### Task instructions
Only the lines from the one containing "Target: woman's left hand" through the last line of the listing are to be given again, exactly as they appear.

### Data to examine
_ _ _ _
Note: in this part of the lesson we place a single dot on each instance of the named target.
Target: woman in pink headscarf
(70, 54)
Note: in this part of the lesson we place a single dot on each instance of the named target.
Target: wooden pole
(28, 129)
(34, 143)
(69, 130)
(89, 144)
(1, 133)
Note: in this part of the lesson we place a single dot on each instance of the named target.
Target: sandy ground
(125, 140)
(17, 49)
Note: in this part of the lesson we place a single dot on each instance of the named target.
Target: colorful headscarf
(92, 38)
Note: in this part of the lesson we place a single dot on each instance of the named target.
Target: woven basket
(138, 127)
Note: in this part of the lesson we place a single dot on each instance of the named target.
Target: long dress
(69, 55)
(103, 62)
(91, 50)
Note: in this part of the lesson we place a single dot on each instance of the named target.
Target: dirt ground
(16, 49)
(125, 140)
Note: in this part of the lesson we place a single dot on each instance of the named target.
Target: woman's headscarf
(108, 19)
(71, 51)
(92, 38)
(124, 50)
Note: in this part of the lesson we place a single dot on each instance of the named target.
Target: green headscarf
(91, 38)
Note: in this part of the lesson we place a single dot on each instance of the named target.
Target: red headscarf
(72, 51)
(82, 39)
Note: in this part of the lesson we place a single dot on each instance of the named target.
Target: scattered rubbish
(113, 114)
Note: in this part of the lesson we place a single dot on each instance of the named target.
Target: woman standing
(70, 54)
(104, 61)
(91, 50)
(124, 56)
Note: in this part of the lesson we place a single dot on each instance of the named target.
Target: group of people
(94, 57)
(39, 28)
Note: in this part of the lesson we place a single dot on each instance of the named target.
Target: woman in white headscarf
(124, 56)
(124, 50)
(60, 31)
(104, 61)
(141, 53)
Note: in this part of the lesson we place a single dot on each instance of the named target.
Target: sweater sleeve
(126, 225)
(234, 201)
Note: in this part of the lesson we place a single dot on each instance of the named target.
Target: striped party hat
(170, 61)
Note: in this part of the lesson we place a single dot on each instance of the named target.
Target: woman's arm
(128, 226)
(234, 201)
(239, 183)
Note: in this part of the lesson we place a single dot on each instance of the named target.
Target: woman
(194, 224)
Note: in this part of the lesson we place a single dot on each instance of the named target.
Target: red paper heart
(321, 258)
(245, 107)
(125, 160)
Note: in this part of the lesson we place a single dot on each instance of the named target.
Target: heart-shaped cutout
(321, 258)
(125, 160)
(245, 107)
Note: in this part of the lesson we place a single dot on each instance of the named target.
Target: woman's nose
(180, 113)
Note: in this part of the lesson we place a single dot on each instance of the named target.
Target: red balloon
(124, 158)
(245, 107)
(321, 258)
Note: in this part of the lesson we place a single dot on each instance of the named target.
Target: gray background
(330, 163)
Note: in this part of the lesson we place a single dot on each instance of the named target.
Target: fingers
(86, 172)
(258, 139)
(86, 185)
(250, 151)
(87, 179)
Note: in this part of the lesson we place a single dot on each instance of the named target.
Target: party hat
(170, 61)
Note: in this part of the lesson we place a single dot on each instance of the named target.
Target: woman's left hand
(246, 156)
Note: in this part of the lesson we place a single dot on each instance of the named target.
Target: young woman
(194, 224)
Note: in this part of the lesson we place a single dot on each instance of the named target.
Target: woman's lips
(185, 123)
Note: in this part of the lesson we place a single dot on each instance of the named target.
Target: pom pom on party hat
_ _ _ _
### Result of this exercise
Target: woman's left hand
(246, 156)
Note: in this part of the lesson we place a single dot on each instance of the named target.
Target: young woman
(194, 224)
Note: in this part of the lesson we place a single dot on each instance of the named target.
Target: woman's lips
(185, 123)
Note: in this part of the lesson we place a single dot on each instance of the named target.
Target: pom pom on party hat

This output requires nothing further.